*Selected extract*:
::::::::::

This is not one of those.

“If someone wants to be a part of your life, they’ll make an effort to be in it. Don’t bother reserving a space for someone who doesn’t make an effort to stay.”

I know we’re all busy. We have lives and jobs. Some of us have marriages and kids. Some of us have pets. We all have a plethora of activities and groups and social events we’re a part of. There’s still only 24 hours in a day and that’s not going to change any time soon.

But the harsh truth is this: if someone means something to you, you will find time for them. If you can’t (or won’t) find time for them, it means that they don’t matter. You may tell them they matter, but if your actions speak otherwise, that’s what the person will hear. Actions do speak far louder than words.

If someone doesn’t respond to your texts or posts, the same thing applies. I understand that you might not have time to reply in that instant, but if you care about the other person at all, you will find the time to respond. Even if it’s just “I got your text” or “Thanks, but no thanks” is better than nothing at all. To not respond at all is perceived as ignoring the person, and as we all know, my or your perception may not be reality, but it’s all we have to go on.

You do have to learn to let those people go who won’t make the effort to be a part of your life. And making an effort means making or finding time. Always. Embrace those who stick with you through your moments of temporary insanity, through when you’re not as easy to be around. Those are rare gems that don’t come along every day.

::::::::::

*Record set*:
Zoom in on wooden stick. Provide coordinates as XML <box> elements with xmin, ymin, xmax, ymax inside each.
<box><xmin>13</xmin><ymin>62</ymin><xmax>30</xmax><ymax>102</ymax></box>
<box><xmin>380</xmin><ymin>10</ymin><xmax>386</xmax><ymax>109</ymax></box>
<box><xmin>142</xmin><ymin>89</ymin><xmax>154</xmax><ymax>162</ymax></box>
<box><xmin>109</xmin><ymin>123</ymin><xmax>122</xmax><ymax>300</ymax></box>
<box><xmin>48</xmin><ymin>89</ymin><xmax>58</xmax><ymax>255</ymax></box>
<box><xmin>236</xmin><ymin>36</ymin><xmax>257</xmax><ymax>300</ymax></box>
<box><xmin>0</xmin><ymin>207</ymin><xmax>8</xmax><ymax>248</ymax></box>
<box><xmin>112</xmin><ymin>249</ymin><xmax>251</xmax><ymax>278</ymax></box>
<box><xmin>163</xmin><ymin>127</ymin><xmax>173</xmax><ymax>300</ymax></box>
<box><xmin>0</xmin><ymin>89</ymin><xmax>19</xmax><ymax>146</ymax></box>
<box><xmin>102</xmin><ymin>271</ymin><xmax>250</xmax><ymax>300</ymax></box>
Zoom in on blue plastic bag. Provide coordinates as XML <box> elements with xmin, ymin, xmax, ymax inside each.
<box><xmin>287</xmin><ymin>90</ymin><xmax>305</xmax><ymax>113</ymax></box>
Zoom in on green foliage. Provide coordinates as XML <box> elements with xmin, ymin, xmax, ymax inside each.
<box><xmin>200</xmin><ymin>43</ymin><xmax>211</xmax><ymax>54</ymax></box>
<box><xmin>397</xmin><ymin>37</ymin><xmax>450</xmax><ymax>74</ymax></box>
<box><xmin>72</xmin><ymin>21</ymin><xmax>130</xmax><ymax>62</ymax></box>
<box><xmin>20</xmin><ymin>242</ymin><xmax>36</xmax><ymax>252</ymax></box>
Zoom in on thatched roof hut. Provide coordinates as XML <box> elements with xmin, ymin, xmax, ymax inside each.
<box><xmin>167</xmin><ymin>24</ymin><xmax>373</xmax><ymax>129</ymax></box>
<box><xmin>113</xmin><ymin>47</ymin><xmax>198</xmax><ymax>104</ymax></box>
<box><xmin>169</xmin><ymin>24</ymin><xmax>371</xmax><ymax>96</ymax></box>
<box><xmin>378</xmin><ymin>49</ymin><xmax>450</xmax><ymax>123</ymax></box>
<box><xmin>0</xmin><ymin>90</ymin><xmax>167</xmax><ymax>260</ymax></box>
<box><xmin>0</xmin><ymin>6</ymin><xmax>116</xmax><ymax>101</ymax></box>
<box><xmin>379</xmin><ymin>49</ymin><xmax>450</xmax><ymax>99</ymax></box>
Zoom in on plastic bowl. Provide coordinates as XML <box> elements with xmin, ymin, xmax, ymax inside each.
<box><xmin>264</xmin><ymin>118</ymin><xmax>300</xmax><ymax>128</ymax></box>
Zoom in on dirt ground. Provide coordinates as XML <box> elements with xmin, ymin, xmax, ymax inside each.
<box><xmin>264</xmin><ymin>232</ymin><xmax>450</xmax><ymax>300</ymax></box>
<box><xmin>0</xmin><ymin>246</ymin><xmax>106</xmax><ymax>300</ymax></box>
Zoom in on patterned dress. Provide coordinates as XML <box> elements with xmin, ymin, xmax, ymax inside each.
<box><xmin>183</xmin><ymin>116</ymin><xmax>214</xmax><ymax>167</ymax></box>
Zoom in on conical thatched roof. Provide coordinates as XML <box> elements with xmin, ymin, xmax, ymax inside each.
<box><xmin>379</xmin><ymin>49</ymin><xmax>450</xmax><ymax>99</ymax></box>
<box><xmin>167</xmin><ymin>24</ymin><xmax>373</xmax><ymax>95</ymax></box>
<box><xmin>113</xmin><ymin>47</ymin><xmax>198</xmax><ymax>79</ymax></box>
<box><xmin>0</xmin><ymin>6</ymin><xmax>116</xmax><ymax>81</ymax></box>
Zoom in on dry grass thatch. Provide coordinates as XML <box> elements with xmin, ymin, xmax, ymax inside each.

::::::::::

*What you will do*:
**a.** In the essay on making time for people, translate this sentence into Spanish: "Actions do speak far louder than words."
**b.** Resume the essay on making time for people, starting right after its last sentence.

*Answer section*:
**a.** Las acciones realmente dicen mucho más que las palabras.

**b.**
I should add that not every single relationship will be like this. Some healthy relationships involve people who won’t see or hear from each other for a long time, but when the two get together, it’s like no time at all has passed. My advice is to always in every relationship give the other person grace and the benefit of the doubt.

As I’ve said before, you can’t be friends with everyone. At least not in the sense of investing in people and cultivating meaningful relationships with them. You will either have many shallow relationships or fewer but deeper friendships that last.

Most of all, hold all of your relationships with an open hand and a surrendered heart. God will put some people in your lives for 5 minutes, 5 hours, 5 days, 5 weeks, or 5 years. Sometimes, you only get one conversation. Sometimes, you get years of companionship. Don’t try to hold onto someone God has only put into your life for a short time.

That’s all I have for tonight, just some things that have been ruminating in the old noggin of mine for quite some time.